→ **Short exercise**: Which lines below contain the word "paint"? Show each of them in full.

[Position identification records]
•••••

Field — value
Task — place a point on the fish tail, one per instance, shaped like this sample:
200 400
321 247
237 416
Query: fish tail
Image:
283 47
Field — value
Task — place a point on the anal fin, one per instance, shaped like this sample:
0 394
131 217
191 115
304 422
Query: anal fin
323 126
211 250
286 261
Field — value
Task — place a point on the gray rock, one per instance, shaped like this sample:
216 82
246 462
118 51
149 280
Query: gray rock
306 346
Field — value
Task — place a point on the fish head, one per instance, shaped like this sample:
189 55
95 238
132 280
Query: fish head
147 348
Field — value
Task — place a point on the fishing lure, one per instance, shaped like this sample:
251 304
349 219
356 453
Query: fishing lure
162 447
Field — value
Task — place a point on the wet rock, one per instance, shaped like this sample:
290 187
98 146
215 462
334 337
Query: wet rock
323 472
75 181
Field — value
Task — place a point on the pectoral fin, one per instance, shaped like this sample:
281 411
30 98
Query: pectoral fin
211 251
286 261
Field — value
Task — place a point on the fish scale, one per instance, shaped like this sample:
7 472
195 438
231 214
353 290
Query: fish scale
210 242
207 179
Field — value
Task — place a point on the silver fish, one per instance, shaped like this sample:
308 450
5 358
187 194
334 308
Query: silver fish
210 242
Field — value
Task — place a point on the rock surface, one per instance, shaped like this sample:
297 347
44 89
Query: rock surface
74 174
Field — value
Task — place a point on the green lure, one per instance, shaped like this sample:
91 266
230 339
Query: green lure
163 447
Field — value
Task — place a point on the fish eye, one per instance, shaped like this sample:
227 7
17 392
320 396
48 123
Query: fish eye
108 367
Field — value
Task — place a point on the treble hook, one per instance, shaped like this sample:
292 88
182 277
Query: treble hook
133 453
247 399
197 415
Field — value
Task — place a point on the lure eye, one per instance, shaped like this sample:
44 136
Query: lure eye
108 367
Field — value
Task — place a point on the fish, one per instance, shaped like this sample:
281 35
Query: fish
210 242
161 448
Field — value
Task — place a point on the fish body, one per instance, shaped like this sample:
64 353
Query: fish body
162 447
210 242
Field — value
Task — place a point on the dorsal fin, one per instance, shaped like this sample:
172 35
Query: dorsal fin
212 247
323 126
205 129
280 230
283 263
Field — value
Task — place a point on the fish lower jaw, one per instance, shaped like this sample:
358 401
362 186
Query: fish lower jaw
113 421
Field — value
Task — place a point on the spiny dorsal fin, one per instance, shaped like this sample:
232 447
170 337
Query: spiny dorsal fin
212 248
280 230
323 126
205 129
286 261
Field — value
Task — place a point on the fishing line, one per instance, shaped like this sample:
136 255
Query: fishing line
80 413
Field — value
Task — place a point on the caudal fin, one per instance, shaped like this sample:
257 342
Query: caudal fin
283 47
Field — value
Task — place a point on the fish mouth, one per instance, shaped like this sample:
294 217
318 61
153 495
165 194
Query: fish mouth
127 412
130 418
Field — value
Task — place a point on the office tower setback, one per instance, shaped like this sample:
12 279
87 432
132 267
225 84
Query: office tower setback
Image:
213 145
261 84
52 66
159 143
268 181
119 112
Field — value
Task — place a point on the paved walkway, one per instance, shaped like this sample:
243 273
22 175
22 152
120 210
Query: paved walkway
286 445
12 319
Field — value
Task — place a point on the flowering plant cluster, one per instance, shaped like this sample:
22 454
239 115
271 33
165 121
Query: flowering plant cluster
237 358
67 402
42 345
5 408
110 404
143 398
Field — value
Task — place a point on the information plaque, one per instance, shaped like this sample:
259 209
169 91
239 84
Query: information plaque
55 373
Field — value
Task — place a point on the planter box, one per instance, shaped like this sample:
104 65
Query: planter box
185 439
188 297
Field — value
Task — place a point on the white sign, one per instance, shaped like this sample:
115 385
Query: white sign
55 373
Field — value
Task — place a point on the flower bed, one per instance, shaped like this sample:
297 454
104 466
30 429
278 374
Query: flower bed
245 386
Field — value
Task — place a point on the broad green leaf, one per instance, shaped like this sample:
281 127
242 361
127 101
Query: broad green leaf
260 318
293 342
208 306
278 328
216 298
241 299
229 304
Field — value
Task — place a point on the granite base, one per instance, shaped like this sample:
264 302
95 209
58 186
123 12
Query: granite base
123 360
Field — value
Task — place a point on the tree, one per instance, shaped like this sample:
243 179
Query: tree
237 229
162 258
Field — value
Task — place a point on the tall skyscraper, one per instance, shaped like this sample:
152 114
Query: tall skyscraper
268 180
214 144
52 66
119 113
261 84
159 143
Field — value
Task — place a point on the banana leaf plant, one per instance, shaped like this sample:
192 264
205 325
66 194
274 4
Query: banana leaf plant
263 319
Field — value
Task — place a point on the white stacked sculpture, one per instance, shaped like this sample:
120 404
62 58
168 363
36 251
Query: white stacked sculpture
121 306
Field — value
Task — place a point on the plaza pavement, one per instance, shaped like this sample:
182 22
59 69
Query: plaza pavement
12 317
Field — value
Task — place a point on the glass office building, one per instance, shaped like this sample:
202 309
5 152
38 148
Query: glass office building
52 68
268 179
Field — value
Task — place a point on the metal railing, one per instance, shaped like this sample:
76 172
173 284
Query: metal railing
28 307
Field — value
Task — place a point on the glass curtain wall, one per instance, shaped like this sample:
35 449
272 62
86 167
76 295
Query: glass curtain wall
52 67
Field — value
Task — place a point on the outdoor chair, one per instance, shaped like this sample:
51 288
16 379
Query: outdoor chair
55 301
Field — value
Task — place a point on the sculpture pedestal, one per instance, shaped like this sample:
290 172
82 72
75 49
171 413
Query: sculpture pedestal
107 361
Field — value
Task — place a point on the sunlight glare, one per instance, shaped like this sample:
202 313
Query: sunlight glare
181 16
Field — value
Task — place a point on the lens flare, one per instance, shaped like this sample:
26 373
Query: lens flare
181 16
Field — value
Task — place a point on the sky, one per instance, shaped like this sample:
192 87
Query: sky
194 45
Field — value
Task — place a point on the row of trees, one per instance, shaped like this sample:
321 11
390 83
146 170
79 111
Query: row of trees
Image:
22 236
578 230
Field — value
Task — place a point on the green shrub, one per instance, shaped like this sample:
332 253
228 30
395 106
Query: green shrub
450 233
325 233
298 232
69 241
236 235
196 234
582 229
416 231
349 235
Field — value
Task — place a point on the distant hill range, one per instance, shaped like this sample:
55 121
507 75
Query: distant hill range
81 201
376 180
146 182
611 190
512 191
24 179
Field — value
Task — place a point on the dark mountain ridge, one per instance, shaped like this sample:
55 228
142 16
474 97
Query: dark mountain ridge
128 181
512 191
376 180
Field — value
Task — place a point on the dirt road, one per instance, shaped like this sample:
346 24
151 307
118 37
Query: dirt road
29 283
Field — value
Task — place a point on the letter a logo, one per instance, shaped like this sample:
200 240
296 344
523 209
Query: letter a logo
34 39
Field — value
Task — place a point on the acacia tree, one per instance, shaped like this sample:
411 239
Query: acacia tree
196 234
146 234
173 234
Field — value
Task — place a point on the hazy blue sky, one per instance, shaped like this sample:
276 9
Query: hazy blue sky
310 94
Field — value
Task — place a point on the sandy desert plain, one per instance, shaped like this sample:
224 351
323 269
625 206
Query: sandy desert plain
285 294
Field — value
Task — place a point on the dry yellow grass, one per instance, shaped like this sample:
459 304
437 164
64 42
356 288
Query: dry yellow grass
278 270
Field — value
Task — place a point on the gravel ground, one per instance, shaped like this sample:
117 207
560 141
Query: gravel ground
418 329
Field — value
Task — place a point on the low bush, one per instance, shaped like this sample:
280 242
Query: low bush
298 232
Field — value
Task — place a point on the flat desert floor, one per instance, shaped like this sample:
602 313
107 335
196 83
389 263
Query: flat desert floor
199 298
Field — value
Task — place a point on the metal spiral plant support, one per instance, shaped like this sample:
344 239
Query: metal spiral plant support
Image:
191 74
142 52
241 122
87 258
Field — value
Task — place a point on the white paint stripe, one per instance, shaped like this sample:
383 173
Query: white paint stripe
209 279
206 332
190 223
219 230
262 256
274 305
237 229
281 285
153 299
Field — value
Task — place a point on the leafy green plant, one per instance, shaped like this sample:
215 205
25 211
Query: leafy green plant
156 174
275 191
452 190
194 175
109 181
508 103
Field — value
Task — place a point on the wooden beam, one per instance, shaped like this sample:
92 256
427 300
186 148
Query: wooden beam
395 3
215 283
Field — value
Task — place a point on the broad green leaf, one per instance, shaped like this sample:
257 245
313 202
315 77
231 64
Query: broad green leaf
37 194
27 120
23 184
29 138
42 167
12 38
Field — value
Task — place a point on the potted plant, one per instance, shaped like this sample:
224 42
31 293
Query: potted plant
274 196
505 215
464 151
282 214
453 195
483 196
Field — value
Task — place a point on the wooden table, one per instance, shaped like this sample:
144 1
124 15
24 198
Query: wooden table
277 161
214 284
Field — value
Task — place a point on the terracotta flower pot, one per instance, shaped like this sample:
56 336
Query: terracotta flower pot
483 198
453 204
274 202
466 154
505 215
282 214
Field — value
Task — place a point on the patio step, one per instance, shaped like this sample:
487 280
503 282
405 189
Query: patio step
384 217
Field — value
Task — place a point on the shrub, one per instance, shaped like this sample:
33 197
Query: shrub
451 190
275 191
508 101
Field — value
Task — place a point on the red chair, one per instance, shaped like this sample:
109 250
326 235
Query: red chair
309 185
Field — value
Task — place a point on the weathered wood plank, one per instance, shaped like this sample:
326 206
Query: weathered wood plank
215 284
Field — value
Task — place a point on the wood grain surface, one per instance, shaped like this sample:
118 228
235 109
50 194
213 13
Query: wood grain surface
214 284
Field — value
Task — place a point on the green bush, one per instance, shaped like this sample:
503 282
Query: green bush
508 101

•••••

→ **Worked answer**:
Task — place a point on the white paint stripe, one per instance, shaped like this sample:
Query: white paint stripe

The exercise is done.